* _Quoted text_
____

01
Co-Founder · 1959

Jem Marsh

Racing driver, engineer and tireless promoter, Jem Marsh co-founded Marcos in North Wales in 1959. Across six decades and several reincarnations of the company, Marsh remained the driving force behind the marque, championing its motorsport ambitions and personally racing many of the cars he built.

02
Co-Founder · 1959

Frank Costin

Aeronautical engineer behind the de Havilland Mosquito and designer of the first Formula One championship-winning monocoque chassis, Frank Costin brought aircraft thinking to car design. His brother Mike Costin co-founded Cosworth, leaving the Costin name written across decades of British motorsport.

____

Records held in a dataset
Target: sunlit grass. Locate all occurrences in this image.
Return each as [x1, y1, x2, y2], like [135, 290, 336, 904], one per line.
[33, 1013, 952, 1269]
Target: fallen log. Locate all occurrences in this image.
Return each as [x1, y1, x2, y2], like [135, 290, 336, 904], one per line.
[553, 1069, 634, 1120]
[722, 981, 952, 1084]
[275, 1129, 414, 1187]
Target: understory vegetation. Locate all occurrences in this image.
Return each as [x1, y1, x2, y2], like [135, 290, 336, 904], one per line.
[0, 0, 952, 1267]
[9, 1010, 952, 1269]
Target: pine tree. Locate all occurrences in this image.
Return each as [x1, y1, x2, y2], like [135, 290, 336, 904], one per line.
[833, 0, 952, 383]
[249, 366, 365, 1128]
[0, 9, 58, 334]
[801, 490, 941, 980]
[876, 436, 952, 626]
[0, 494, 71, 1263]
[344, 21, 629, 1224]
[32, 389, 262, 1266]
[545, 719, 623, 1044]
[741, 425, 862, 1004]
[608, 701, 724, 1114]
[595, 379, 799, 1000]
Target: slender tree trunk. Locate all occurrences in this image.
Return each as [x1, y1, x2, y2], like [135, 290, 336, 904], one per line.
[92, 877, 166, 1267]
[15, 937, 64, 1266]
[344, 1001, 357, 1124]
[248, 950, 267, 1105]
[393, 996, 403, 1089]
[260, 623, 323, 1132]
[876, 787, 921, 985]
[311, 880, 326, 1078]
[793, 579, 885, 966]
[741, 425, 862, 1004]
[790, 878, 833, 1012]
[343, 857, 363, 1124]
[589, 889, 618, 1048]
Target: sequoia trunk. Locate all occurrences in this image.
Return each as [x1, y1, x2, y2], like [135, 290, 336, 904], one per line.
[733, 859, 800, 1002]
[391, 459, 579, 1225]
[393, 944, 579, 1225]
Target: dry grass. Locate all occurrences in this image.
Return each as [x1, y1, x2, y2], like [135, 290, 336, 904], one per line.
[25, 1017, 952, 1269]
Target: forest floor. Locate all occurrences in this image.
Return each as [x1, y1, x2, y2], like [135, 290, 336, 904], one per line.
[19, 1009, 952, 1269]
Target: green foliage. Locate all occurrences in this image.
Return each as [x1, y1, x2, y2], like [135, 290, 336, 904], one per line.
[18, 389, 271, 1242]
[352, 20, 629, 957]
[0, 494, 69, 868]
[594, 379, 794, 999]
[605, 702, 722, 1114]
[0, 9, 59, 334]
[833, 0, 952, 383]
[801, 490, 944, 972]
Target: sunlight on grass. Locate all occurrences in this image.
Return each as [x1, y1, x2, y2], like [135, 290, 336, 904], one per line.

____

* _Exercise requirements_
1 > Using the passage on the Marcos founders, decide whether each statement agrees with it. Answer yes or no and quote the words that decide it. (a) Marcos was co-founded in North Wales in 1959. (b) Frank Costin co-founded Cosworth. (c) Jem Marsh personally raced many of the cars he built.
2 > According to the passage on the Marcos founders, which aircraft was Frank Costin an aeronautical engineer behind?

* _Replies_
1 >
(a) Yes: "Jem Marsh co-founded Marcos in North Wales in 1959."
(b) No: "His brother Mike Costin co-founded Cosworth"
(c) Yes: "personally racing many of the cars he built"

2 > The de Havilland Mosquito.